Requirements - Keep writing the piece on proactive IT monitoring, picking up after its last paragraph.

Proactive IT Monitoring

Monitoring and incident, change, and problem management are very tightly intertwined and must work closely together to ensure issues are prevented or corrected as quickly as possible, and that they do not recur.

Monitoring process

Monitoring should be proactive, not reactive. Its purpose is to sound an alert when something has the potential for failing, not to notify when something breaks. It alerts the right people that a failure may occur if an action is not taken to correct the event that just occurred.

Early warning alerting and monitoring can be done in various ways and through numerous tools. One way is by setting thresholds so that alerts are generated when an event reaches a specified value. For example, an alert would be generated if the hard drive on a server with 500 MB of space gets down to 75 MB free, in other words if 85% of the available space is used. The first alert would be sent to the command center (and hopefully the support staff) when available space on the drive reaches 15%. When the first alert shows up, someone should be dispatched to investigate and correct the issue. If the incident is not corrected, a second alert would be generated and sent when available space reaches 10%. A third alert would be sent when the available space reaches 5%. If the condition is not fixed, when the available space reaches zero, the server will crash and your customers will be unable to perform the functions that generate your income. If you let that happen often enough, your customers will take their business elsewhere.

Some support team members will want to know when available space reaches, let's say 15%, but will not act until it reaches 10%. They will instruct the command center member calling them to ignore the alert and to call back when available space reaches 10%. That is a mistake, and any request to ignore an alert should be rejected. Situations like that can be addressed by sending the 15% alert only to the support team and the subsequent alerts to the command center. Ignoring alerts on the command center monitoring screens for any reason is a recipe for disaster. Before long, the monitoring screens will be flooded with non-actionable alerts, increasing the likelihood for a real alert to be missed and an outage to occur.

Available space on a hard drive is one example, but the monitoring team will receive hundreds of types of alerts. Everything that might affect the integrity of the domain for which the command center is responsible must have a way to send a notification if a potential failure may occur, before the situation becomes critical.

Another way for generating early warning detection alerts is through applications internal error reporting routines, picking up critical messages and displaying them on the monitoring screens. Those types of alerts are implemented with the aid of the application development team.

Supplied records -
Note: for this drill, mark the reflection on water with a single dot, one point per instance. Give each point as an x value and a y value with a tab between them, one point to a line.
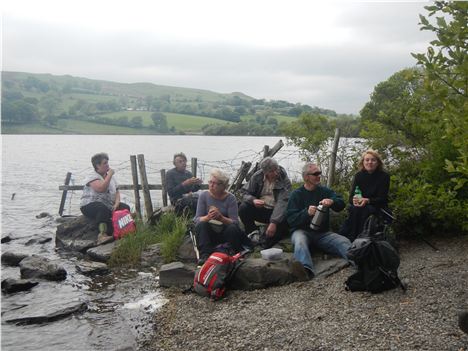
120	305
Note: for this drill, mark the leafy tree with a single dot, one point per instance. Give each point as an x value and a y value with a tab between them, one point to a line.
418	117
308	133
446	66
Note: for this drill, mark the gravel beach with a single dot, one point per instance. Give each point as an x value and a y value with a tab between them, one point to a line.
322	315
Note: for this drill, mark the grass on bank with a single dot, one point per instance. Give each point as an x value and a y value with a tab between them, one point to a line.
169	232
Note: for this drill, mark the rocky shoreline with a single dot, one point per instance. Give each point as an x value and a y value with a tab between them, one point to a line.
321	315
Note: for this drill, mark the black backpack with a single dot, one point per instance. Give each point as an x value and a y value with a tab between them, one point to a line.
377	262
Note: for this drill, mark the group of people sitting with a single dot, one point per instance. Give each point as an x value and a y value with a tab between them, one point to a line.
267	201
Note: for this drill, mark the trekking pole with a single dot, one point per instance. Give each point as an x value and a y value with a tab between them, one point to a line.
194	242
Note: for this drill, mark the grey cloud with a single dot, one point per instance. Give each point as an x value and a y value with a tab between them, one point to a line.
335	77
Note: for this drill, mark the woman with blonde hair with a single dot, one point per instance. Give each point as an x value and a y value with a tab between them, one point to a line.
368	193
217	218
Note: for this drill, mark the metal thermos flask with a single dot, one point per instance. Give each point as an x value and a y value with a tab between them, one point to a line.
318	218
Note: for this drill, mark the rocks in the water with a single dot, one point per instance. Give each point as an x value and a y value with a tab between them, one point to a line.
10	285
43	215
101	253
257	273
35	314
151	256
12	258
41	267
78	234
463	320
6	239
176	274
92	268
37	241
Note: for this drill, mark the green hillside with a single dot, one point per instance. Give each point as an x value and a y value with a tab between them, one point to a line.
46	103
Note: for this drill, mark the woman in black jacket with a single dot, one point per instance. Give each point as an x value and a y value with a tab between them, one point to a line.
368	194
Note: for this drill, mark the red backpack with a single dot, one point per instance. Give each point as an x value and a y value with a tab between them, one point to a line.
123	223
211	279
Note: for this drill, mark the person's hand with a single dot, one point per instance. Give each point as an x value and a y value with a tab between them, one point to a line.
360	202
214	213
326	202
271	230
311	210
191	181
259	203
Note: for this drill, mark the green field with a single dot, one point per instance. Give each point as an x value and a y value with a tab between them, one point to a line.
279	118
182	123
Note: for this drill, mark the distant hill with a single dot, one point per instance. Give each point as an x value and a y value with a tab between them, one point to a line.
46	103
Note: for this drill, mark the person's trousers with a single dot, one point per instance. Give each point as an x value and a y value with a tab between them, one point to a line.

Output for this exercise -
Incident management process

An incident management team with a properly defined and executed process helps to ensure problems are well-documented, broadcast to all required parties, and resolved as quickly as possible. One of the most important functions of the incident management team is to document every action taken during the incident management process. Who is called, who responds, who does what, and what happens during the process must all be documented in the trouble ticket that's created for each specific event.

Never, ever combine the incident management and problem management processes within a single team. It is a major conflict of interest and a recipe for disaster! In fact, the problem management function should not fall within the command center but should be an autonomous team reporting to a senior level in order to prevent any conflict of interest between it and the groups with which it interacts.

In addition to managing the incident resolution process, the incident management team also performs monitoring, usually at a high level that allows them to correlate global-type impacts to a specific event or problem, helping to prevent global issues or to reduce outage duration.

Change management process

Command centers by their nature are heavily involved in the change management process. That happens for two reasons. First, in many cases the change control teams operate only during business hours, so the command center management assumes some of the oversight function during emergencies in order to resolve an ongoing incident that affects users. Second, many of the changes will be performed on systems they manage, and as a result they're an interested party in the success or failure of those changes. In some cases, command center staff involvement is required in order to implement certain changes.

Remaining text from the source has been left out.